Print the entries exactly as given.

—————

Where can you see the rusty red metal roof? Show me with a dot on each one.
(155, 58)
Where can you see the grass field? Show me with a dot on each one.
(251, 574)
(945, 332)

—————

- [Written response]
Where can you see the rusty red metal roof? Show me with a dot on each one.
(155, 58)
Where can you see the grass field? Show me with a dot on each one.
(251, 574)
(945, 332)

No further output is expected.